» **SOURCE DOCUMENT**:
★ ★ ★

Productive Robotics
WebSocket Memory Leak Fix
Diagnosed and fixed a safety-critical 4-layer cascading failure in production: JavaScript memory leak → Android WebView OOM → deadman heartbeat loss → robot safety fault during active welding. The robot stopped mid-weld with the arc still active and wire still feeding. This is the class of cross-layer systems debugging needed at Waymo, Tesla, and Boston Dynamics — where a software bug cascades into a physical safety event.
Traced a production crash where the tablet UI would die mid-weld operation on the factory floor. The failure chain: WiFi drops briefly (common in industrial environments with electromagnetic interference from welders) → WebSocket reconnects to rosbridge → ros_connected handler creates ~30 new ROSLIB.Topic subscriptions → old subscriptions are NOT cleaned up → after several reconnect cycles, hundreds of orphaned subscriptions accumulate → Android WebView (Chromium 90) runs out of memory → WebView process crashes → deadman heartbeat topic stops publishing → robot's safety system detects heartbeat loss → triggers emergency fault → robot stops mid-weld with arc still active and wire still feeding. A 4-layer cascade from a JavaScript scoping bug to physical danger.
Root cause analysis uncovered 3 compounding bugs that made this invisible. Bug 1 (JavaScript scoping): topic variables were declared with let inside the ros.on('connected') callback, making them block-scoped and completely inaccessible from the ros.on('disconnected') handler. The disconnect handler's try/catch silently swallowed every ReferenceError, making it appear that cleanup was working. Bug 2 (wrong object type): this.weldingRunState stored the last received message data (a plain JavaScript object), not the ROSLIB.Topic object, so .unsubscribe() calls were invoking a nonexistent method on a data object — again silently failing. Bug 3 (library internals): a previous fix attempt used ros.removeAllListeners() which stripped roslib's own internal event listeners needed for WebSocket reconnection, permanently breaking the connection after the first disconnect.

★ ★ ★

» **EXCERPTED DATA**:
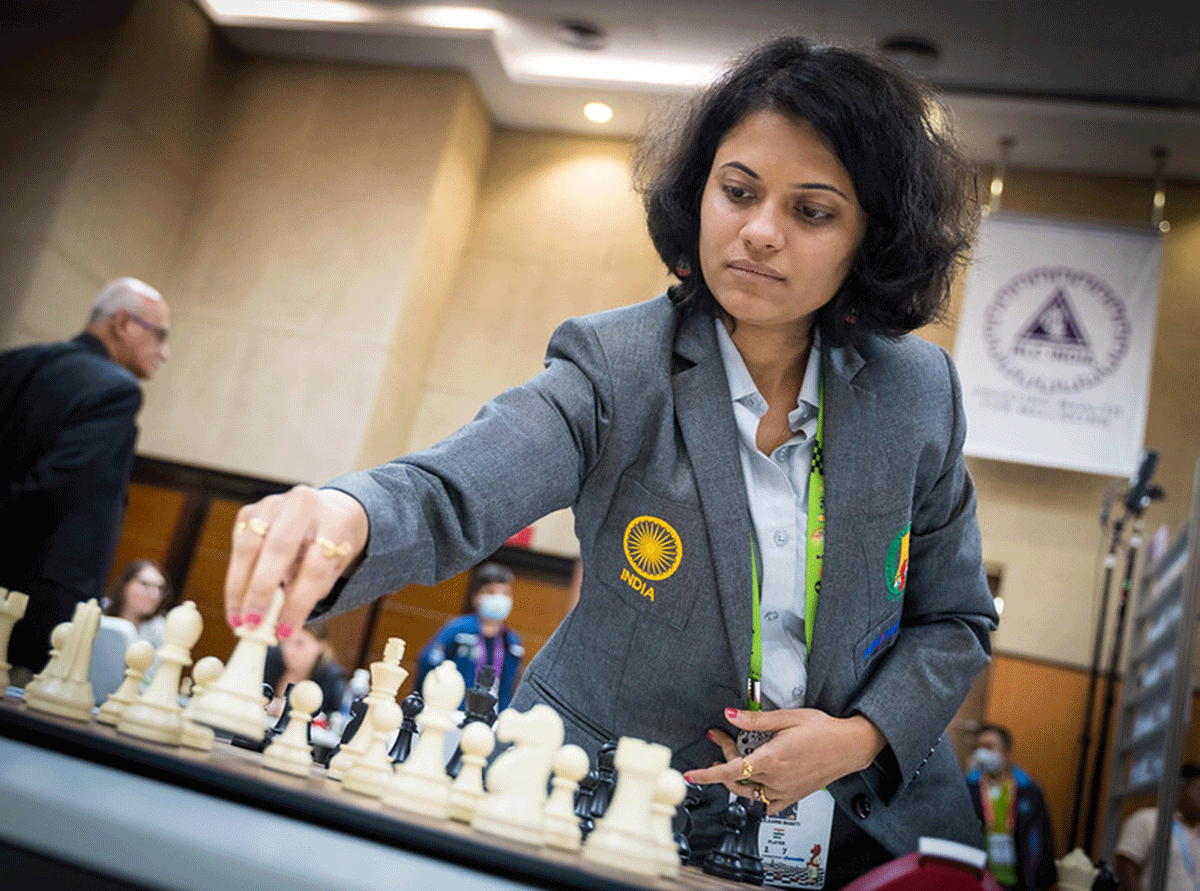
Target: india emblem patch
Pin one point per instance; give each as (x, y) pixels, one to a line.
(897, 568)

★ ★ ★

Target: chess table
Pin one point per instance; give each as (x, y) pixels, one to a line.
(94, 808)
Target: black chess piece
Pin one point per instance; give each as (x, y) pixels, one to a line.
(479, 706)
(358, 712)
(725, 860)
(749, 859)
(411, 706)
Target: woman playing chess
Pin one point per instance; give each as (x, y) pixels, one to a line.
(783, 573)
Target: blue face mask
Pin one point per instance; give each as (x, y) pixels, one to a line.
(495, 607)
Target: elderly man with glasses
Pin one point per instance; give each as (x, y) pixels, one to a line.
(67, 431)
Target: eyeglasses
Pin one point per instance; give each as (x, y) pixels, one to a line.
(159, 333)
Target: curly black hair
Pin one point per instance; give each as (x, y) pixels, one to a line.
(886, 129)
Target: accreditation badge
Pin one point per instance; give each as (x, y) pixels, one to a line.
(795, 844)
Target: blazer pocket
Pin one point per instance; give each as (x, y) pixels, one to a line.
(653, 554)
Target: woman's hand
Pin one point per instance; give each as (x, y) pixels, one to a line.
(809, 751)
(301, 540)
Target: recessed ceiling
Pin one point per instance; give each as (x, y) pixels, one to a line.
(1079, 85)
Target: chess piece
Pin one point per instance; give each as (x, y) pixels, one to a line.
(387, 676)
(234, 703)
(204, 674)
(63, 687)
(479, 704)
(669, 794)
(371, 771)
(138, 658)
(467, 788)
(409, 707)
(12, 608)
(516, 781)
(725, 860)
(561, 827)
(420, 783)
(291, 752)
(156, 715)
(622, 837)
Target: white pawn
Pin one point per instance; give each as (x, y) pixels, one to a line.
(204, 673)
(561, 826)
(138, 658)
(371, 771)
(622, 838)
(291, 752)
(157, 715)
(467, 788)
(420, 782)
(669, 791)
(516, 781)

★ ★ ★

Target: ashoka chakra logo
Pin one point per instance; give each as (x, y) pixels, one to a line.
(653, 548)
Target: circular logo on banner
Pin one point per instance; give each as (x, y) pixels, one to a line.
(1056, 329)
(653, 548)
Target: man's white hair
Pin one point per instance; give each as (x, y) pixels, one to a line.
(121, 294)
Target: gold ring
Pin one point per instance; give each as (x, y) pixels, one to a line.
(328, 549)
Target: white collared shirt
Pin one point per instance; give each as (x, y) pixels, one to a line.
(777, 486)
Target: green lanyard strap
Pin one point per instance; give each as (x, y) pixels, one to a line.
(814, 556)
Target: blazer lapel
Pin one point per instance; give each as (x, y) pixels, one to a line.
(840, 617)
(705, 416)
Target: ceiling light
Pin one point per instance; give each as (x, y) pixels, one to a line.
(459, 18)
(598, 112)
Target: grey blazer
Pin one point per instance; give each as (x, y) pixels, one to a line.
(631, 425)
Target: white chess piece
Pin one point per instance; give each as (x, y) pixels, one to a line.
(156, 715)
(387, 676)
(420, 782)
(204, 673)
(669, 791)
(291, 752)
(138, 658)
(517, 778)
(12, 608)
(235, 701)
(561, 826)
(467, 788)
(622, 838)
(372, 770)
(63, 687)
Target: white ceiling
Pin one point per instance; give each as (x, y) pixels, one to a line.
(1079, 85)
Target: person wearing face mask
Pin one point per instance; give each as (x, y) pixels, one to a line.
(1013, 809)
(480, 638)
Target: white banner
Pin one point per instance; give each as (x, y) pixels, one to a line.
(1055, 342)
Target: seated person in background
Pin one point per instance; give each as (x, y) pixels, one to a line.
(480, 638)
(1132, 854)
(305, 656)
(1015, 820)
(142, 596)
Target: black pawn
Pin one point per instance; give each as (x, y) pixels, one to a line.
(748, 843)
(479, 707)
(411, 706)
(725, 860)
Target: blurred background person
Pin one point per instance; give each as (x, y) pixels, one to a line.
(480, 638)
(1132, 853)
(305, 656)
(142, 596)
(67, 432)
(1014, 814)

★ ★ ★

» **WORK TO COMPLETE**:
**1.** List the four layers of the cascading failure that the WebSocket memory leak write-up names in its opening arrow-linked chain.
**2.** Output the part of the WebSocket memory leak write-up that opens with the words containing "Root cause analysis" and closes with "the first disconnect.".
**3.** Write the next part of the WebSocket memory leak write-up, continuing from its final sentence.
The records have no connection to the WebSocket memory leak write-up.

» **OUTPUTS BY TASK**:
**1.**
- JavaScript memory leak
- Android WebView OOM
- deadman heartbeat loss
- robot safety fault during active welding

**2.**
Root cause analysis uncovered 3 compounding bugs that made this invisible. Bug 1 (JavaScript scoping): topic variables were declared with let inside the ros.on('connected') callback, making them block-scoped and completely inaccessible from the ros.on('disconnected') handler. The disconnect handler's try/catch silently swallowed every ReferenceError, making it appear that cleanup was working. Bug 2 (wrong object type): this.weldingRunState stored the last received message data (a plain JavaScript object), not the ROSLIB.Topic object, so .unsubscribe() calls were invoking a nonexistent method on a data object — again silently failing. Bug 3 (library internals): a previous fix attempt used ros.removeAllListeners() which stripped roslib's own internal event listeners needed for WebSocket reconnection, permanently breaking the connection after the first disconnect.

**3.**
Built custom diagnostic instrumentation by monkey-patching ROSLIB.Topic.prototype.subscribe to intercept every subscription call: injected a counter (subCount++), logged the topic name and orphan count (subCount - unsubCount) to console, then called the original subscribe via origSubscribe.call(this, callback). Added subscribeId tracking to a global array to identify exactly which subscriptions survived across reconnect cycles, making the previously invisible leak quantifiable. This monkey-patching technique — wrapping library internals to add observability without modifying source — is a standard diagnostic pattern for debugging third-party library behavior in production.
The fix: hoisted all topic variables to outer var scope (matching the existing working pattern used for featureUpdateTopic), added explicit .unsubscribe() calls for all 7 topics in the disconnect handler without using removeAllListeners() (preserving roslib's internal reconnection listeners), and corrected the data-vs-topic variable confusion (this.jobRunState → jobRunStateTopic). This eliminated the cascade from a JavaScript scoping bug to a physical safety event. The debugging methodology — tracing a symptom (robot fault) backward through 4 abstraction layers (safety system → heartbeat → WebView → JavaScript) to reach the root cause (let vs var scoping) — demonstrates the cross-layer systems thinking required for safety-critical robotics software.